Start of READING TEXT

Insights into Parkinson's disease and deep-brain stimulation

About the only thing doctors have understood about deep-brain stimulation, which is widely used to treat Parkinson's disease symptoms, is that somehow it works for many patients.

In a new study that will be published March 19 in the online journal Science Express, Stanford University researchers used light to illuminate how the treatment works, generating surprising insights into the diseased circuitry and also suggesting new ideas to improve Parkinson's therapy.

Parkinson's disease is a brain disorder that affects an estimated 1.5 million Americans, causing tremors, stiffness and difficulty balancing. In those who undergo deep-brain stimulation, pulses of electricity are applied to the circuitry of a tiny brain region called the subthalamic nucleus. Naturally, researchers suspected that cells within that region are somehow stimulated, or calmed, by the shocks, leading to reduced Parkinson's symptoms.

In the new study, which will also appear in an upcoming print issue of Science , the medical and engineering researchers found that by far the biggest effect in "Parkinsonian" rodents occurs not by stimulating cells in the subthalamic nucleus, but by stimulating the neural wires, called axons, that connect directly to it from areas closer to the surface of the brain.

"Pointing to these axons that converge on the region opens the door to targeting the source of those axons. This insight leads to deeper understanding of the circuit and could even lead to new kinds of treatments," said senior author Karl Deisseroth, MD, PhD, associate professor of bioengineering and of psychiatry and behavioral sciences. "Because these axons are coming from areas closer to the brain's surface, new treatments could perhaps be less invasive than deep-brain stimulation."

A spotlight on brain circuits

To perform the research, Deisseroth's team, which included students and faculty from bioengineering, neuroscience and neurosurgery, used a technique his lab has pioneered called "optogenetics." They genetically engineered specific types of cells, or neurons, in the subthalamic nucleus regions of different rodents to become controllable with light. A blue-colored laser pulse makes the neurons more active, while a yellow laser light suppresses activity.

End of READING TEXT
Start of RECORDED DATA

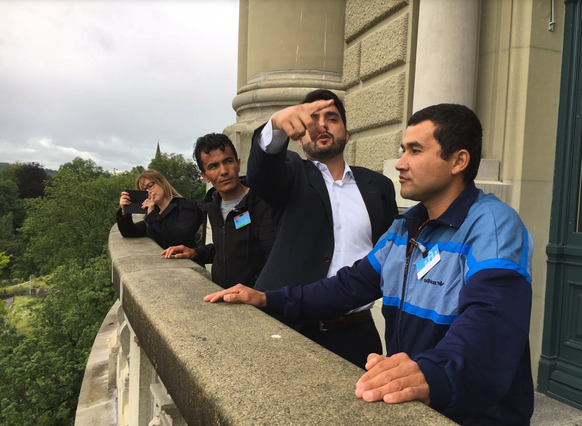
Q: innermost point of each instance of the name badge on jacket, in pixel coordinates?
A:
(242, 219)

End of RECORDED DATA

## TO DO
A – Transcribe the portion of the Parkinson's text that opens with the words containing "About the only" and closes with "improve Parkinson's therapy.".
B – Write the next part of the Parkinson's and deep-brain stimulation article, picking up after its final sentence.

## ANSWERS TO EACH TASK
A –
About the only thing doctors have understood about deep-brain stimulation, which is widely used to treat Parkinson's disease symptoms, is that somehow it works for many patients.

In a new study that will be published March 19 in the online journal Science Express, Stanford University researchers used light to illuminate how the treatment works, generating surprising insights into the diseased circuitry and also suggesting new ideas to improve Parkinson's therapy.

B –
[In a separate paper to be published in the journal Nature on March 18, Deisseroth and another cadre from within his research group show that the optogenetic technique can be applied not only to the electrical behavior of neurons, but also to the much broader biochemical activity of other cell types in the body.]

"Using the technology allowed us to separate the different circuit elements by placing them under optical control," Deisseroth said. "It allowed us to systematically move through the circuit, turning on or off different elements and finding out which modifications of the circuit corrected the symptoms."

This result also required a complementary method invented in the Deisseroth lab, namely delivering light via a thin, flexible fiber-optic cable deep into the brain of the animals, so that they can move and behave freely during the experiment.

The team tried every kind of neuron they could think of within the brain region itself, and found no effect. Out of persistence and desperation, like a person who has searched the whole house for the keys and finally finds them in the doorknob, the team decided to investigate the incoming axons. In rodents with cells that had been made light-sensitive, the researchers found dramatic results both with high-frequency and low-frequency pulses.

"The [high-frequency stimulation] effects were not subtle," the researchers wrote in the Science Express paper. "In nearly every case these severely Parkinsonian animals were restored to behavior indistinguishable from normal, and in every case the therapeutic effect immediately and fully reversed…upon discontinuation of the light pulse."

Low-frequency stimulation, meanwhile, caused the Parkinson's symptoms to become worse.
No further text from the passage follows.